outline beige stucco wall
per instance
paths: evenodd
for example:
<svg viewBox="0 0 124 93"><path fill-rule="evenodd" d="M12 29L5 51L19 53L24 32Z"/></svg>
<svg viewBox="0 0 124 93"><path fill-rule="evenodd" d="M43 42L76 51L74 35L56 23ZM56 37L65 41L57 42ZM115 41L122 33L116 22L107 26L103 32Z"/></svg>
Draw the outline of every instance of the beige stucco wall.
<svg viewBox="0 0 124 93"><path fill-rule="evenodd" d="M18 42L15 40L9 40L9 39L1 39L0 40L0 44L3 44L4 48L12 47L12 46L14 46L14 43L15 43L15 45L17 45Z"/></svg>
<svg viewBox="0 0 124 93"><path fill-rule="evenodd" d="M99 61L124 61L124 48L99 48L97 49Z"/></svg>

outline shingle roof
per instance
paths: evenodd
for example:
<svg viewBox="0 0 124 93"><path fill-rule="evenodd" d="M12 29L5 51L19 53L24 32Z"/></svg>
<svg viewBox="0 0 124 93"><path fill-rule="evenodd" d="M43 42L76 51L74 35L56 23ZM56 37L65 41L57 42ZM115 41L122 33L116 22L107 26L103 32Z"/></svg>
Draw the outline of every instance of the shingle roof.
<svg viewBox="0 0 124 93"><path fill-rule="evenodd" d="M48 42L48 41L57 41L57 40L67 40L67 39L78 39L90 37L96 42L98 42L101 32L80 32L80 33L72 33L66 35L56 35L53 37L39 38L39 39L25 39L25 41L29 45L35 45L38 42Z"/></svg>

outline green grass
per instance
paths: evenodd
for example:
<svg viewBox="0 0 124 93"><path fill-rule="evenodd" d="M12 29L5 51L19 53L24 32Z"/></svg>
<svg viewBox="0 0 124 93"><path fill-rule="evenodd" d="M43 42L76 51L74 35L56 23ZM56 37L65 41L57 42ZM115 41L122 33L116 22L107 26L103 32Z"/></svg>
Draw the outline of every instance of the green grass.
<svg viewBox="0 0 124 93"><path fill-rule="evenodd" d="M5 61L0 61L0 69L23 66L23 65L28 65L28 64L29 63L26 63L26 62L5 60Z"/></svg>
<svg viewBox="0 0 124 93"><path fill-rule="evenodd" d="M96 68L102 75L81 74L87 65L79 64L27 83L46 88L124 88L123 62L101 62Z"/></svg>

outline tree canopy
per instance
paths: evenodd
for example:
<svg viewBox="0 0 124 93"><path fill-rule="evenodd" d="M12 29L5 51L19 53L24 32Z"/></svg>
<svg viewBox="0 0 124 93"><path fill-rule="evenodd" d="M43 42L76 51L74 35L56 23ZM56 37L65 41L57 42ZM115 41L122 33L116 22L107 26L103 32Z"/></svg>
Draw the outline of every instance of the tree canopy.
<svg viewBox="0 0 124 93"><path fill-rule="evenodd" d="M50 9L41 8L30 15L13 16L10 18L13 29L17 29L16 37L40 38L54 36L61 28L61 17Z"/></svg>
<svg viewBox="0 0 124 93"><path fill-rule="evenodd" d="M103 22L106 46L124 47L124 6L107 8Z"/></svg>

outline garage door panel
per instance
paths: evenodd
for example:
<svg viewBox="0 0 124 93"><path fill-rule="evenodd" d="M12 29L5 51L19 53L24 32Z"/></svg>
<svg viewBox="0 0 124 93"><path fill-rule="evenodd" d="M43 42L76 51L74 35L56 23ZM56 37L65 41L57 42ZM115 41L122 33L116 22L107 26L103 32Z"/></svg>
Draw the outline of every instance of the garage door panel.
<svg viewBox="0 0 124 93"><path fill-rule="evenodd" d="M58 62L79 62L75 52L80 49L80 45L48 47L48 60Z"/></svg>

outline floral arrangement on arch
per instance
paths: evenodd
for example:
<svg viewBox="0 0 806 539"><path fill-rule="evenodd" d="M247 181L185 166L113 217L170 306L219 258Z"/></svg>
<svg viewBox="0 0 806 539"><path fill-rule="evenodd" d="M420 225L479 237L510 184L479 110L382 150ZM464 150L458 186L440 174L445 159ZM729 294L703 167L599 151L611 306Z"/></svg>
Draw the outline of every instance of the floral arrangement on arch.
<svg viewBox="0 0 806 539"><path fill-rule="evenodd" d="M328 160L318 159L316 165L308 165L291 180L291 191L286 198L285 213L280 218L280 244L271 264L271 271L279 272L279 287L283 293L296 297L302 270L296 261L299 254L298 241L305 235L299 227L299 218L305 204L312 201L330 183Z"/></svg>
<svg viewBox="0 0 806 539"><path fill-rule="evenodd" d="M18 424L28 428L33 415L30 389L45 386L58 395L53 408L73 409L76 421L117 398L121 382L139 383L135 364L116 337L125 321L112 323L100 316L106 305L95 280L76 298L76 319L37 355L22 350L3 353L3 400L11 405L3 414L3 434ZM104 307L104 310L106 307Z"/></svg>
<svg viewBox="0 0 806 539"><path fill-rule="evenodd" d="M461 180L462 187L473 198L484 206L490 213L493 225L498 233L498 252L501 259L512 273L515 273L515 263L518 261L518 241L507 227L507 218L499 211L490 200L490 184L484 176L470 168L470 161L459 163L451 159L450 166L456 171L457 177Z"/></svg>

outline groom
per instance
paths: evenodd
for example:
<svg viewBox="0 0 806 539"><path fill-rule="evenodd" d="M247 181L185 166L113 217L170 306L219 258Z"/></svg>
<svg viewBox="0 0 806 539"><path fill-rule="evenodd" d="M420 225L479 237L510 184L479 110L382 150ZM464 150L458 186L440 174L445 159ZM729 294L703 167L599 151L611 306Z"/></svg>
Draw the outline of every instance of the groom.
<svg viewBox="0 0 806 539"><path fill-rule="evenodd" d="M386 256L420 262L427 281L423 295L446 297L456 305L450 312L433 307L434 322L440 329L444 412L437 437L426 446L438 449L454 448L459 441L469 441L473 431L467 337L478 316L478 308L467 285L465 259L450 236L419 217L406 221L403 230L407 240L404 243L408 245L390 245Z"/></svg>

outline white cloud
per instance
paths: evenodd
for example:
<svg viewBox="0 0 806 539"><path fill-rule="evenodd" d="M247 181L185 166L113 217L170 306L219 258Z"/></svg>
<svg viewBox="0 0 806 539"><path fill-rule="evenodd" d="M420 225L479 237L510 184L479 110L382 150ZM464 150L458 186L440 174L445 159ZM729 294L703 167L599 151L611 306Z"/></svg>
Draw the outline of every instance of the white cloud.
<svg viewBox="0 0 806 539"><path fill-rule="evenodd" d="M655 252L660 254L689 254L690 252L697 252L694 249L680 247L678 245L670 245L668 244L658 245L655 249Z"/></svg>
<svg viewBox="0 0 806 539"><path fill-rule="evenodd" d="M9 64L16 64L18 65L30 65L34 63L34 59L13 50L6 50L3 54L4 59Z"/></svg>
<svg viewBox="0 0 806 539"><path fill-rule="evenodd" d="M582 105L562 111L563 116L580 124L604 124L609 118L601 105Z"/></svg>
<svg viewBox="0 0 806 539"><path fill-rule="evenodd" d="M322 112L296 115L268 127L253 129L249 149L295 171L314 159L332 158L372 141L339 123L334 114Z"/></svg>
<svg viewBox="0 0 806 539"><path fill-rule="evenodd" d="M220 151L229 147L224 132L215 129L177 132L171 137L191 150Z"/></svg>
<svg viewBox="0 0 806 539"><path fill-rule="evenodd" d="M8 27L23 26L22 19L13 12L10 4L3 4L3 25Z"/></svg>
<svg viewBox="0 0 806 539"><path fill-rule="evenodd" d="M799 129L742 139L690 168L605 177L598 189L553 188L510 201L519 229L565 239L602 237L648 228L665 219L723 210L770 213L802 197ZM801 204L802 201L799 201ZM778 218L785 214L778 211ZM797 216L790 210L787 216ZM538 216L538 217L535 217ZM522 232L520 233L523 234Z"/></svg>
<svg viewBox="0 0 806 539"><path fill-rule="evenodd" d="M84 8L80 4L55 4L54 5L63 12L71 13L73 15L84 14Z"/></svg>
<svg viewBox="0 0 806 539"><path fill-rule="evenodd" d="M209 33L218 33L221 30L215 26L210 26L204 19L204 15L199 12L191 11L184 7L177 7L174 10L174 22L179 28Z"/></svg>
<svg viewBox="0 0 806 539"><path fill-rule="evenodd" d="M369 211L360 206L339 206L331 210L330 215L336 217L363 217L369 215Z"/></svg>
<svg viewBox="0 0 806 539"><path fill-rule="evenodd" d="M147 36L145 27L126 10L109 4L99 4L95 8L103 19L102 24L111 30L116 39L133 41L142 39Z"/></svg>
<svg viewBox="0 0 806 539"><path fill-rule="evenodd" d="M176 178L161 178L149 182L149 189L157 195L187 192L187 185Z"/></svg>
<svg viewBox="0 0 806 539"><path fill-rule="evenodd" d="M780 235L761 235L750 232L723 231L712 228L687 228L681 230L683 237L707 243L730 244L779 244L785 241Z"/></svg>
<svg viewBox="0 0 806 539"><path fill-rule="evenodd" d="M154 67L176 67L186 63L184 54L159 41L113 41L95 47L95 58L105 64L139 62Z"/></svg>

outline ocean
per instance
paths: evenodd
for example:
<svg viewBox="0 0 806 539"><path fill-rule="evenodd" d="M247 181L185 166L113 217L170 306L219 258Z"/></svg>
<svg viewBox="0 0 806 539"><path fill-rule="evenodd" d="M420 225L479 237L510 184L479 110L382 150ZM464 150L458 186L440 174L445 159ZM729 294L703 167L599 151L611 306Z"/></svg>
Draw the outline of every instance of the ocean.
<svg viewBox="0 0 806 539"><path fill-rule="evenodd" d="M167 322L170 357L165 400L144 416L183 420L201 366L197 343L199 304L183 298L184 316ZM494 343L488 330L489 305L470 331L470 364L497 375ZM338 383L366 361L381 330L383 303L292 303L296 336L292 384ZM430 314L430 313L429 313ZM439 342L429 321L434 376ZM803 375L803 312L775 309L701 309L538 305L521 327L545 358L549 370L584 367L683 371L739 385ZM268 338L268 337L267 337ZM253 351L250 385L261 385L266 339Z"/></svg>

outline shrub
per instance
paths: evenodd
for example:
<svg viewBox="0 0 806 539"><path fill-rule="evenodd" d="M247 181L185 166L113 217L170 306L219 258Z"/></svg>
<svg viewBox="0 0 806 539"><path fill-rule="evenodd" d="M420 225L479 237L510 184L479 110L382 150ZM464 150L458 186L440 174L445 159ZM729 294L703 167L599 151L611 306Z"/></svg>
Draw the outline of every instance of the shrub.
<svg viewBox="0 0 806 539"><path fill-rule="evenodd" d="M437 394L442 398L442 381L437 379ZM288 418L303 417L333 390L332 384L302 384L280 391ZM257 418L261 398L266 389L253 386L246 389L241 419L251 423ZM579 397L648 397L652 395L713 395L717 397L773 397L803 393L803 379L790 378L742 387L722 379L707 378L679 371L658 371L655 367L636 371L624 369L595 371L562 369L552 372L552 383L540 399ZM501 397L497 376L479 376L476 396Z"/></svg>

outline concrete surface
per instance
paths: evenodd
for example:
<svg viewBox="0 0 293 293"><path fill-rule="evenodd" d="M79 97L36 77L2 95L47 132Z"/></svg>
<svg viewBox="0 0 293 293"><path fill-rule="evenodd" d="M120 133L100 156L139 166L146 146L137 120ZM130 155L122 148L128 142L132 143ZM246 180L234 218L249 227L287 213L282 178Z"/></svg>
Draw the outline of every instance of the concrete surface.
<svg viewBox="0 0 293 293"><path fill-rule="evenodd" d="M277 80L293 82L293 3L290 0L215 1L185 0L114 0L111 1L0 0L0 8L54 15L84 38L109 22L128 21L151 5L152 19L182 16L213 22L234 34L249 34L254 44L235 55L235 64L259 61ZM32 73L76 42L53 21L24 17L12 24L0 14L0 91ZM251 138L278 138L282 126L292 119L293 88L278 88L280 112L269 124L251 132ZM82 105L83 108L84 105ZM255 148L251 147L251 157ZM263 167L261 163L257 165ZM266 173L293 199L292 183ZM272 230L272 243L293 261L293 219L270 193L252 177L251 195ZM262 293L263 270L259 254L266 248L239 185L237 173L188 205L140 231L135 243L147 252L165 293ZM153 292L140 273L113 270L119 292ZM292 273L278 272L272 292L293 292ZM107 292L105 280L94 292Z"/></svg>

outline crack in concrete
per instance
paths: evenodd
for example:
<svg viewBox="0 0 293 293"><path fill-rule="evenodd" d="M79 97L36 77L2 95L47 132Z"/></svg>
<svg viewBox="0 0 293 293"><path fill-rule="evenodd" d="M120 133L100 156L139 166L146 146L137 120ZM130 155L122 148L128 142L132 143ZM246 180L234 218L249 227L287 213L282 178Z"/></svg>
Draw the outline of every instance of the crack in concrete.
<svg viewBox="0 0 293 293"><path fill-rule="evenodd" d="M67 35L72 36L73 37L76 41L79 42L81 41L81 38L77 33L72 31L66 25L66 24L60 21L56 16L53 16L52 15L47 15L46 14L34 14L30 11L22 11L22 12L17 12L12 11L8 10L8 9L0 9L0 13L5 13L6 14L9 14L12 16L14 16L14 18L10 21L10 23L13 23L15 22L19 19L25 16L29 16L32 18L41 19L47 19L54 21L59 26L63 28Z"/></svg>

####################

레코드의 첫 줄에서 시작하여 "68L102 75L81 74L87"가 들어 있는 줄에서 끝나는 부분(양 끝 포함)을 "입력"과 "출력" 두 열의 CSV로 변환하십시오. 레코드마다 한 행을 두어 본문은 "입력"에, 답은 "출력"에 각각 큰따옴표로 감싼 한 필드로 넣고, 줄바꿈은 공백으로 바꾸십시오.

=== 과제 결과 ===
입력,출력
"outline beige stucco wall per instance paths: evenodd for example: <svg viewBox=""0 0 124 93""><path fill-rule=""evenodd"" d=""M12 29L5 51L19 53L24 32Z""/></svg> <svg viewBox=""0 0 124 93""><path fill-rule=""evenodd"" d=""M43 42L76 51L74 35L56 23ZM56 37L65 41L57 42ZM115 41L122 33L116 22L107 26L103 32Z""/></svg> Draw the outline of every instance of the beige stucco wall.","<svg viewBox=""0 0 124 93""><path fill-rule=""evenodd"" d=""M18 42L15 40L9 40L9 39L1 39L0 40L0 44L3 44L4 48L12 47L12 46L14 46L14 43L15 43L15 45L17 45Z""/></svg> <svg viewBox=""0 0 124 93""><path fill-rule=""evenodd"" d=""M99 61L124 61L124 48L99 48L97 49Z""/></svg>"
"outline shingle roof per instance paths: evenodd for example: <svg viewBox=""0 0 124 93""><path fill-rule=""evenodd"" d=""M12 29L5 51L19 53L24 32Z""/></svg> <svg viewBox=""0 0 124 93""><path fill-rule=""evenodd"" d=""M43 42L76 51L74 35L56 23ZM56 37L65 41L57 42ZM115 41L122 33L116 22L107 26L103 32Z""/></svg> Draw the outline of every instance of the shingle roof.","<svg viewBox=""0 0 124 93""><path fill-rule=""evenodd"" d=""M48 42L48 41L57 41L57 40L67 40L67 39L78 39L90 37L96 42L98 42L101 32L80 32L80 33L72 33L66 35L56 35L53 37L39 38L39 39L25 39L25 41L29 45L35 45L38 42Z""/></svg>"
"outline green grass per instance paths: evenodd for example: <svg viewBox=""0 0 124 93""><path fill-rule=""evenodd"" d=""M12 29L5 51L19 53L24 32Z""/></svg> <svg viewBox=""0 0 124 93""><path fill-rule=""evenodd"" d=""M43 42L76 51L74 35L56 23ZM56 37L65 41L57 42ZM115 41L122 33L116 22L107 26L103 32Z""/></svg> Draw the outline of every instance of the green grass.","<svg viewBox=""0 0 124 93""><path fill-rule=""evenodd"" d=""M5 61L0 61L0 69L23 66L23 65L28 65L28 64L29 63L26 63L26 62L5 60Z""/></svg> <svg viewBox=""0 0 124 93""><path fill-rule=""evenodd"" d=""M96 68L102 75L81 74L87 65L79 64L27 83L46 88L124 88L123 62L101 62Z""/></svg>"